— START Record excerpts —

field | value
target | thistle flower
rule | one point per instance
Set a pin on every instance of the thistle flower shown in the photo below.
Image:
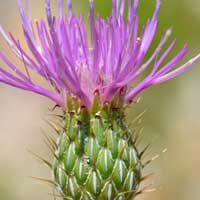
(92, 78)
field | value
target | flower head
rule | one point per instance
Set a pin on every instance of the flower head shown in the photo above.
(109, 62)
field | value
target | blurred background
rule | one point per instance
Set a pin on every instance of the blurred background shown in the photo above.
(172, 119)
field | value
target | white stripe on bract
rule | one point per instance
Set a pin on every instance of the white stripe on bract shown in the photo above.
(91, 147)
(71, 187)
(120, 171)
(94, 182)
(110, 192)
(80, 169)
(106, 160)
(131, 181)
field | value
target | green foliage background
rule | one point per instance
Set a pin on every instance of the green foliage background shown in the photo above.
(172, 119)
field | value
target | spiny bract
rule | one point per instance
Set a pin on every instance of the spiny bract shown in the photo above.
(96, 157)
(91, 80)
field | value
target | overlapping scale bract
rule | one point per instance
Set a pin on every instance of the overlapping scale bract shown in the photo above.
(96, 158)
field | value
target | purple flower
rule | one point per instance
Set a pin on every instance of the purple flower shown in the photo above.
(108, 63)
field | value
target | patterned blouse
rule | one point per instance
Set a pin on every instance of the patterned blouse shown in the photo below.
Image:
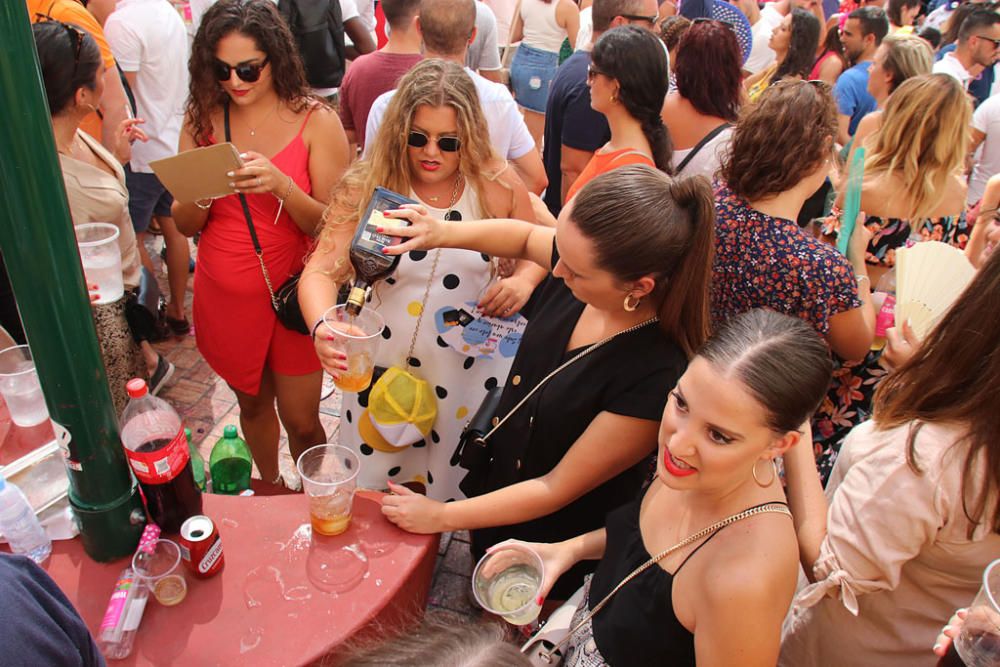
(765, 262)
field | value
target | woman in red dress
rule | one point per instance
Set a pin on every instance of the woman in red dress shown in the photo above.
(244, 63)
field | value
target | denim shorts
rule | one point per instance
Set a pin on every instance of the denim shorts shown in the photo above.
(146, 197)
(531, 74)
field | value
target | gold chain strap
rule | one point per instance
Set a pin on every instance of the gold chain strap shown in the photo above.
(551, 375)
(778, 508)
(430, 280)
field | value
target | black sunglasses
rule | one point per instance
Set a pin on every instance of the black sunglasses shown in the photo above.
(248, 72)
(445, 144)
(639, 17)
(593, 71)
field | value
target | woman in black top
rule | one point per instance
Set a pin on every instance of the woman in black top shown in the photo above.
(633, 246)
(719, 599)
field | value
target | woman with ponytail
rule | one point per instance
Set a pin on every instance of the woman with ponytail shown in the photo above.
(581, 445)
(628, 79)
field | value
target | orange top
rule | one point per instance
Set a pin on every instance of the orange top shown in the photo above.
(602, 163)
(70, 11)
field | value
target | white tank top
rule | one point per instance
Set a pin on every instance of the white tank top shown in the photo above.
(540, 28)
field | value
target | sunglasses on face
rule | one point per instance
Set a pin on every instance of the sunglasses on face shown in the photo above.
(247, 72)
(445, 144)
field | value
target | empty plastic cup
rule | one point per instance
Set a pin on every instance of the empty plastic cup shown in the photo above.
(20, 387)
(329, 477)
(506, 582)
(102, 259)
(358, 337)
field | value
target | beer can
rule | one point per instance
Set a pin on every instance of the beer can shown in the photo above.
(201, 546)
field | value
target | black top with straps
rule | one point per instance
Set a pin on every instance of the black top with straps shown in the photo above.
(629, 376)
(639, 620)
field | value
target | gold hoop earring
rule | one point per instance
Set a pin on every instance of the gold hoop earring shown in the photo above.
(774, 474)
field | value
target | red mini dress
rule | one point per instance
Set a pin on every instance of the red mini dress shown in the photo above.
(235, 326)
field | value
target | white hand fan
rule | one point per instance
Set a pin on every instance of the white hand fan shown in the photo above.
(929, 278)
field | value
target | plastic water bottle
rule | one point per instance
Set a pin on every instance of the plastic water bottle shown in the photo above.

— END Record excerpts —

Every entry should be returned exactly as written, minus the pictures.

Solution for this task:
field | value
target | thistle flower
rule | one point per instance
Set a pin on every instance of the thistle flower shown in the photo below.
Image:
(92, 78)
field | value
target | flower head
rule | one point per instance
Set a pin on every instance of the flower head shown in the photo above.
(109, 62)
field | value
target | blurred background
rule | one point per instance
Set a pin on every instance of the blurred background shown in the photo above.
(172, 119)
field | value
target | white stripe on bract
rule | one point per instance
Set a pin on every instance of the white stripe on bract shown in the photo above.
(91, 147)
(71, 187)
(120, 171)
(94, 182)
(110, 192)
(80, 169)
(106, 160)
(131, 181)
field | value
target | green foliage background
rule | one point per instance
Set a pin on every instance of the green foliage background shown in the photo above.
(172, 119)
field | value
target | spiny bract
rule | one point per instance
Set a pin on every instance of the spiny bract shown in the photo above.
(96, 157)
(91, 80)
field | value
target | overlapping scale bract
rule | one point per instance
Set a pin on every instance of the overlapping scale bract shown in the photo above.
(96, 158)
field | value
target | purple flower
rule | one point per instance
Set a pin on every instance of the purple flower shown in the photo above.
(108, 63)
field | value
target | patterned blouse
rule | one point per instance
Set a pin on every instance of the patterned blouse shown in the photo below.
Image:
(765, 262)
field | value
target | woman in red dress
rule | one point per instance
Set a pin on every instance of the woman in red dress shown in the photo above.
(244, 63)
field | value
target | denim shorts
rule | one point per instance
Set a pin on every instance of the denim shorts shown in the photo above.
(146, 197)
(531, 74)
field | value
target | gold chain strap
rule | one point per instance
Set a pin on every instance of the gold chain strap shown in the photo above.
(551, 375)
(778, 508)
(430, 280)
field | value
target | black sunglasses
rule | one point per instance
Set a pin on every instance of the black sunglasses shown in the photo above.
(248, 72)
(445, 144)
(639, 17)
(593, 71)
field | value
target | woman in black top
rule | one point per instance
Set a pin on every instance of the woman in black top shown in the photo above.
(633, 246)
(719, 599)
field | value
target | woman with ponytail
rule | one point per instance
Set a pin on every instance of the woman with ponytail shown in the photo above.
(581, 445)
(628, 79)
field | value
target | orange top
rule | one point per instance
Set a pin on every instance of the orange top shown in the photo above.
(602, 163)
(70, 11)
field | value
target | white tank top
rule | one point per instance
Set a pin on every instance of the white tank top shown in the photo above.
(540, 28)
field | value
target | sunglasses on face
rule | one point per instance
Set a pin on every instance of the sunglasses on face shown in the photo above.
(247, 72)
(445, 144)
field | value
target | empty plastic cup
rule | one point per instance
Set a pin on every instance of the empty plastic cup shown in the photo above.
(20, 387)
(329, 477)
(506, 582)
(102, 259)
(358, 337)
field | value
target | beer can
rule | one point per instance
Set a pin on every instance of the beer can shown in the photo above.
(201, 546)
field | value
target | black top with straps
rule | one point per instance
Set a pin on every instance of the black top with straps shown in the photo above.
(629, 376)
(639, 620)
field | value
target | gold hoop earring
rule | one point per instance
Set a pin on every instance of the gold hoop earring shown in the photo above.
(774, 474)
field | value
target | red mini dress
rule | one point per instance
Set a pin on every instance of the red mini dress shown in the photo above.
(235, 326)
field | value
target | white hand fan
rule | one point per instance
Set a pin on every instance of the white hand fan shown in the photo above.
(929, 278)
field | value
target | plastic water bottle
rule | one point per instance
Set a pin on every instance of the plastic water bottle shown in the photo above.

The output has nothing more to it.